• **Seitenauszug**
# lycos.de



## Nino (22. August 2002)

Hi.
Bei lycos.de kann ich kein Webspace registrieren.
Bei der Anmeldung kommt so ein Sicherheitscode als Bild den man eingeben muss (kennt Ihr bestimmt).
Wenn ich den eingebe und registrieren will, sagt der, dass der Sicherheitscode falsch ist. Ist er aber nicht!
Ist das bei euch auch so?
Woran kann das liegen?


----------



## Arne Buchwald (22. August 2002)

Da ist den Programmierern vermutlich ein Fehler bei den Sicherheitsroutinen passiert. Probier's morgen oder übermorgen noch mal, dann sollte der bestimmt behoben sein.


----------



## |mo| (23. August 2002)

hi!

• **Aufgaben**
1. Welche Personen haben im Seitenauszug zur Webspace-Registrierung bei lycos.de einen Beitrag verfasst? Nenne alle.
2. Setze den Seitenauszug zur Webspace-Registrierung bei lycos.de nach dem abschließenden „hi!“ fort.

Datensätze zum Zeigen auf Objekte
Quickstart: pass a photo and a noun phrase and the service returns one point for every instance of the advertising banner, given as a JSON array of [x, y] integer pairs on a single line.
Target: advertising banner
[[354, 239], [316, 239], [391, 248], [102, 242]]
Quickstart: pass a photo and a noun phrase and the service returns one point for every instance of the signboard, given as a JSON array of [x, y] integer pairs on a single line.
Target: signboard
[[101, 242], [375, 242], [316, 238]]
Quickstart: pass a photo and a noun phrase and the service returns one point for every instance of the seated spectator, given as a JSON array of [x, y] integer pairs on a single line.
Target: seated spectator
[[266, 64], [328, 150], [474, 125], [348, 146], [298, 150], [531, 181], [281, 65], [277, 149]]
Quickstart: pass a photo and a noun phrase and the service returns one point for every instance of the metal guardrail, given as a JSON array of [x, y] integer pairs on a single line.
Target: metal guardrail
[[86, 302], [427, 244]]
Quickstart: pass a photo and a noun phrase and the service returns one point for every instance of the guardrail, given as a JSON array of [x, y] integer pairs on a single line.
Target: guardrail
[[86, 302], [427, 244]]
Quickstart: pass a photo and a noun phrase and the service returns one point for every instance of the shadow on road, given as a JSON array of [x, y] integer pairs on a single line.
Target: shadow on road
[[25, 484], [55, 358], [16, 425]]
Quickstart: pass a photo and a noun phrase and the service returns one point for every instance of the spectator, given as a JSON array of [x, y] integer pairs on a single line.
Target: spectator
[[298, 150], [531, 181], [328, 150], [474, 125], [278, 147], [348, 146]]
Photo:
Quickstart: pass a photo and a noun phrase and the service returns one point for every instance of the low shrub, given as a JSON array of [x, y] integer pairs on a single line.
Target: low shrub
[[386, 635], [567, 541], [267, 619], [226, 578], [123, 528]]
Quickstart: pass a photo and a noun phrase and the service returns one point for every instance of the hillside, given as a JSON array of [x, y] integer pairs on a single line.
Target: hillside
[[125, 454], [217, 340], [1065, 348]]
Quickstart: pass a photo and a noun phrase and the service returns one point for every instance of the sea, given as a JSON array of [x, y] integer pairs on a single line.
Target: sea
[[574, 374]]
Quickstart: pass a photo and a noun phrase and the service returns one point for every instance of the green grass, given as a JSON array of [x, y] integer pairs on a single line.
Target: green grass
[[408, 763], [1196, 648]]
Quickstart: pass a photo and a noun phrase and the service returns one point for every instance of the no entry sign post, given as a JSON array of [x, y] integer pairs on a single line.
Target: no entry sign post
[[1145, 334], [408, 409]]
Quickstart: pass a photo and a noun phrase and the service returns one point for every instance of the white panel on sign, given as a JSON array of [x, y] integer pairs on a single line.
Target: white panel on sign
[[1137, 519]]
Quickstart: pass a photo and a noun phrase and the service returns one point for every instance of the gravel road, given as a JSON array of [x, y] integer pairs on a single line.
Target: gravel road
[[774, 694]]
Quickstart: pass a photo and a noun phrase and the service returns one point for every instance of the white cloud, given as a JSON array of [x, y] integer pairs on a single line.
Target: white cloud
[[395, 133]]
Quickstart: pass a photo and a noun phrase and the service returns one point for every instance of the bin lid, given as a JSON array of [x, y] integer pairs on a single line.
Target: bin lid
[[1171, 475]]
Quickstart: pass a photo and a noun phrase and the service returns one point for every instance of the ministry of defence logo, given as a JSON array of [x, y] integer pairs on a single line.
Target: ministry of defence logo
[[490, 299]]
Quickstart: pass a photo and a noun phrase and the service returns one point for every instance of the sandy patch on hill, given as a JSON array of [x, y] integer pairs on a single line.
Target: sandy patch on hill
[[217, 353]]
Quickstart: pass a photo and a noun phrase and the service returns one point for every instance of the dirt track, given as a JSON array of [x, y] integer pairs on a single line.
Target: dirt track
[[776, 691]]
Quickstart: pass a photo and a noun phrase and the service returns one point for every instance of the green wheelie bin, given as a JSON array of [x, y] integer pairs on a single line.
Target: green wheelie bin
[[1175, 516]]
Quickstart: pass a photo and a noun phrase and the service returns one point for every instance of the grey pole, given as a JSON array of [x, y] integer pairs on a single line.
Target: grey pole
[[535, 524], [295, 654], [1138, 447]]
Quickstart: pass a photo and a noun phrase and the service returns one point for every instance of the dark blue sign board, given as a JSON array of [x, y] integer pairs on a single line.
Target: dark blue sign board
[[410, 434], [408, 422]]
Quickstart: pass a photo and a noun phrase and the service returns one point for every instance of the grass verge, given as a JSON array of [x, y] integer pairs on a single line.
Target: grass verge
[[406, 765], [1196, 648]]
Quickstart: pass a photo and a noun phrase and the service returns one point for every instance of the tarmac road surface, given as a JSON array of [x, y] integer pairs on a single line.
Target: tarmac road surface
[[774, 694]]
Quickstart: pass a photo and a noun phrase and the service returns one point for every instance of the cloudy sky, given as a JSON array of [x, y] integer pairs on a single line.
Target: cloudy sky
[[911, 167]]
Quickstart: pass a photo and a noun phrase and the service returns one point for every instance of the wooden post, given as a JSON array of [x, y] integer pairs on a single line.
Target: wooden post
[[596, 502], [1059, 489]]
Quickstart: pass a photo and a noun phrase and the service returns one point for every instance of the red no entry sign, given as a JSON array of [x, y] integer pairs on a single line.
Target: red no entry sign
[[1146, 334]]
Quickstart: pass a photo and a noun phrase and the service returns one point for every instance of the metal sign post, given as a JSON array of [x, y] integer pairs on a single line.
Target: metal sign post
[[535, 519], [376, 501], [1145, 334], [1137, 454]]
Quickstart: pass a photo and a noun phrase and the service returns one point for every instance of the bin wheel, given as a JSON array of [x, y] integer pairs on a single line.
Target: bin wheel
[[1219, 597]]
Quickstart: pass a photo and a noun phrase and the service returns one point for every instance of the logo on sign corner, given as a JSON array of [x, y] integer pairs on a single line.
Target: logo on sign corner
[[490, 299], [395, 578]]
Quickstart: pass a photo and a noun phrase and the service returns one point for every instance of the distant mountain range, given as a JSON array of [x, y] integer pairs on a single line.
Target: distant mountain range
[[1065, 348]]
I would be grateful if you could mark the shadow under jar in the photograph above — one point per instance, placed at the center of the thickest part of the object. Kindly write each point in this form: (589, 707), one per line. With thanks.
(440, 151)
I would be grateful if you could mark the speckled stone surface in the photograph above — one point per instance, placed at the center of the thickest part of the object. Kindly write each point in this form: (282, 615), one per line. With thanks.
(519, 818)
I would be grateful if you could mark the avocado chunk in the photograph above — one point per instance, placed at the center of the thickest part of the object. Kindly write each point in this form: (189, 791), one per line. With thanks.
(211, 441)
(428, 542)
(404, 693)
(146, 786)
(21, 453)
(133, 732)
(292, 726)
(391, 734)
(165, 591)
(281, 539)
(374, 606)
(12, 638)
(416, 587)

• **Antworten in Reihenfolge**
1. Nino, Arne Buchwald, |mo|

2.
Falls Lycos immer noch nicht gehen sollte, guck doch einfach mal auf webhostlist.de. Da findest du garantiert ein angebot was deinen Wünschen entspricht! (z.B. unter den Preis-Top10)

Greetz |mo|


----------



## Arne Buchwald (23. August 2002)

Sofern du keinen kostenlosen Space willst, würde ich eher empfehlen, im WHL-Forum nachzufragen, da du dort viele (z.T. auch individuelle) Angebote bekommst.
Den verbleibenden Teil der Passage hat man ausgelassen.